Write the entries from the first one through the line containing "558,535 -> 672,640" as a two-column CSV with the headers entry_text and answer, one row per entry. Put each value in a single quoted field, with line breaks replaced by spaces.

* [Exercise material]:
□ □ □ □

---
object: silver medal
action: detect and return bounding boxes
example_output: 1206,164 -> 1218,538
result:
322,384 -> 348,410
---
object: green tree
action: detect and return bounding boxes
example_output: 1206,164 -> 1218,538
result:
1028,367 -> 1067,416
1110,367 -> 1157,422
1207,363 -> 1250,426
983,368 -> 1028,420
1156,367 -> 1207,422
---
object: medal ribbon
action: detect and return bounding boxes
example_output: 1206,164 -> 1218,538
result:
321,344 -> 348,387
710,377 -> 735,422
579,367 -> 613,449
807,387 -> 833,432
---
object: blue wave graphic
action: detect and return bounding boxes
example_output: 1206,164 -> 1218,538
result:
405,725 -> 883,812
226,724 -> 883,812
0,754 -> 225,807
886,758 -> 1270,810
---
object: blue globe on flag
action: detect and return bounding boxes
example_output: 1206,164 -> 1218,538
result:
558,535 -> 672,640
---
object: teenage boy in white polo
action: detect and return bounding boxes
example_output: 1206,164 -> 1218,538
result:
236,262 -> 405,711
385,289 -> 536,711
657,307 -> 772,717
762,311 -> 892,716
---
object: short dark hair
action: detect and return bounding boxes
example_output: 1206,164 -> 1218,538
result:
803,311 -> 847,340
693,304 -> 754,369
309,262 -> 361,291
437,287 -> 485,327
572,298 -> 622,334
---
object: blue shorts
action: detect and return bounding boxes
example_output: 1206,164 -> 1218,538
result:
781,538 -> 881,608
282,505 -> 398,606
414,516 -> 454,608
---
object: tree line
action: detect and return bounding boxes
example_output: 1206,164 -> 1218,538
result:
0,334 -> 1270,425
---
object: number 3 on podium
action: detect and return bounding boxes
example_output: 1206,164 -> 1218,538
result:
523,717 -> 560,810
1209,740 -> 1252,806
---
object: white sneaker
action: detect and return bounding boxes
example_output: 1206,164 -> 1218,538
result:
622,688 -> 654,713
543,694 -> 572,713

□ □ □ □

* [Result]:
entry_text,answer
"--- object: silver medal action: detect and return bounding boxes example_output: 1206,164 -> 1218,538 result:","322,384 -> 348,410"
"--- object: green tree action: detect and return bounding boxes example_output: 1206,164 -> 1218,538 result:","1028,367 -> 1067,416 1110,367 -> 1157,422 1207,363 -> 1250,426 983,368 -> 1028,420 1156,367 -> 1207,422"
"--- object: medal ribbon action: detect and return bounding boxes example_output: 1206,164 -> 1218,538 result:","321,344 -> 348,387 710,377 -> 735,422 579,367 -> 613,449 807,387 -> 833,432"
"--- object: blue wave graphic action: detect and return bounding boxes example_output: 1206,164 -> 1218,538 result:","405,725 -> 883,812 226,724 -> 883,812 0,754 -> 225,807 886,758 -> 1270,810"
"--- object: blue globe on flag action: detect and return bounding boxes example_output: 1206,164 -> 1218,538 result:","558,535 -> 672,640"